▸ To do:
**A)** For each statement, say yes or no as to whether it agrees with the personal account, and quote the deciding words from the account: (i) The narrator's first research projects were in HIV. (ii) The narrator's mother was older than 52 when she died. (iii) The narrator earned an MBA at Ivey.
**B)** Copy out the stretch of the personal account from "I was completely" through "as a person.", word for word.

▸ Source document:
+++

It started from a place of loss. I knew that I was a people person that wanted to help people. I ended up working at the hospital doing clinical research. In clinical research I've always been kind of an ambitious person, so I've always started tackling the biggest problems and my first projects were in HIV and then I did ovarian cancer and then multiple sclerosis, Alzheimer's after.

I was a specialist and quite successful. By 2010, I really felt that I had grown into this young professional, I got my first condo, and was living in Montreal. Then I got a phone call from the hospital. It was new years eve in 2010 and it was the emergency department telling me that my mom was there and I was really scared because I thought she had a car accident over the holidays.

They're like, "No, no, she's fine. But we need to admit her today because she has le stage cancer." I was in denial and I went through all the different stages. I laughed on the phone and I said, "No way. I just had her in for an MRI scan a few months ago. There's nothing wrong with her. We took a look at her body. She's fine. You don't know what you're talking about." They said, "I'm going to get the hematologists on the phone. I know you're a researcher. You actually worked with some of the hematologists we work with. We're going to send over her blood work. Your mom has leukemia." 

I had never dealt with leukemia and I realized, "Oh my God, all the things that I screened her for, it's actually not what she has, and I don't know what the symptoms look like or any of those things. I visit my mom on a monthly basis and I may have missed this." 

She did get admitted that day and I drove home to Ottawa directly from Montreal.  I spent Christmas Day with her in the hospital. She got admitted at Canadian Care and I really tried to get her into clinical trials and get the best treatments and stuff like that, but we really didn't need to do much because she did get the best care. It was a little too late. 

She went through three rounds of chemo and she passed away six months later. She wasn’t even 52, so she was young, and we never prepared for it. I didn't prepare for it. It shattered the whole construct of my life because at that point I never had anyone in my life pass away. I come from a really healthy family, all my grandparents were alive. We have nothing in the family that's genetic and my mom, the closest person to me, was probably the worst person to lose because she was a core part of my emotional support system.

I was completely wiped out. Why bother helping thousands of people not die every day by deploying the right resources when the person closest to you, you cannot help. I took the maximum amount of time that I could off work. I went to an MBA school and ended up going to Ivey for my MBA, which was an excellent school. It was quite tumultuous for me having to deal with the passing of a very important person in my life. That's when I had the most self-growth in terms of who I truly am as a person.

I learned a lot about myself that year and I tested a lot of my own boundaries. I did some traveling alone. I tried to over socialize as well and somewhere in the middle is where I found myself. The thing that I found that I was the most drawn to was I was still a data-driven person, but I'm drawn to authenticity and to people that look at the world more holistically.

There was an opportunity for me to join one of my mentors who started his own private equity funds. When I was working alongside him, I felt that I actually had a lot of skills that I was crucial to that team. I was like, "I'm very crucial. I'm pretty much running the ship here, like super interesting."

I didn't realize I had that capacity to do that. I had been obsessed with proactive risk calculation and finding symptoms early so that people like my mother will not pass away within six months.  If we could find it earlier, we could take a proactive approach to it. I was like, "What if I could actually build a company that could help millions and perhaps billions of people take a proactive approach and have a chance at longevity and early detection?"

+++

▸ Data segment:
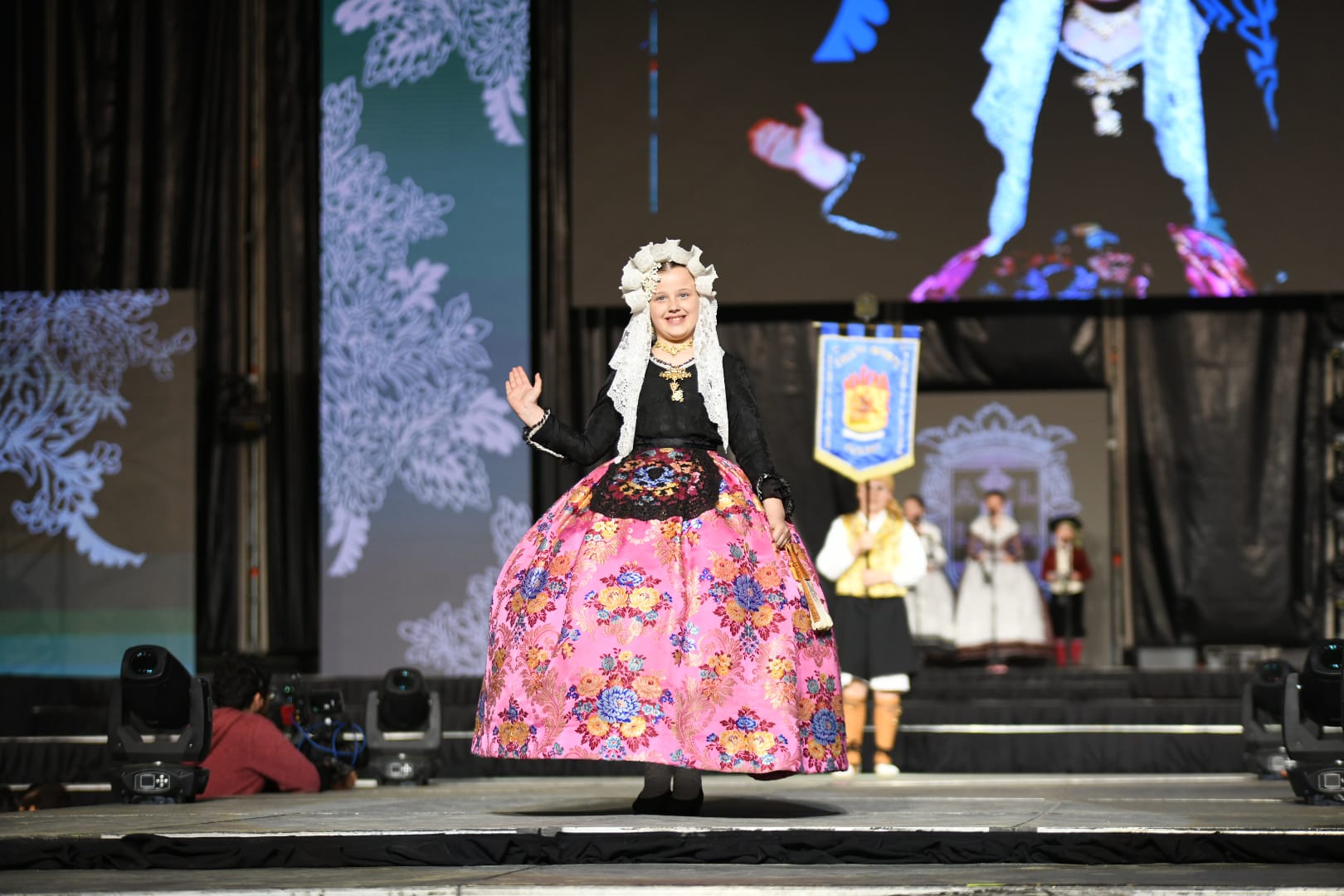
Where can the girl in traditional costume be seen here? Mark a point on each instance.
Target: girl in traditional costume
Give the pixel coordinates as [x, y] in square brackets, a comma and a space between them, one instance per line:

+++

▸ Answers given:
**A)**
(i) Yes: "my first projects were in HIV"
(ii) No: "She wasn’t even 52"
(iii) Yes: "ended up going to Ivey for my MBA"

**B)**
I was completely wiped out. Why bother helping thousands of people not die every day by deploying the right resources when the person closest to you, you cannot help. I took the maximum amount of time that I could off work. I went to an MBA school and ended up going to Ivey for my MBA, which was an excellent school. It was quite tumultuous for me having to deal with the passing of a very important person in my life. That's when I had the most self-growth in terms of who I truly am as a person.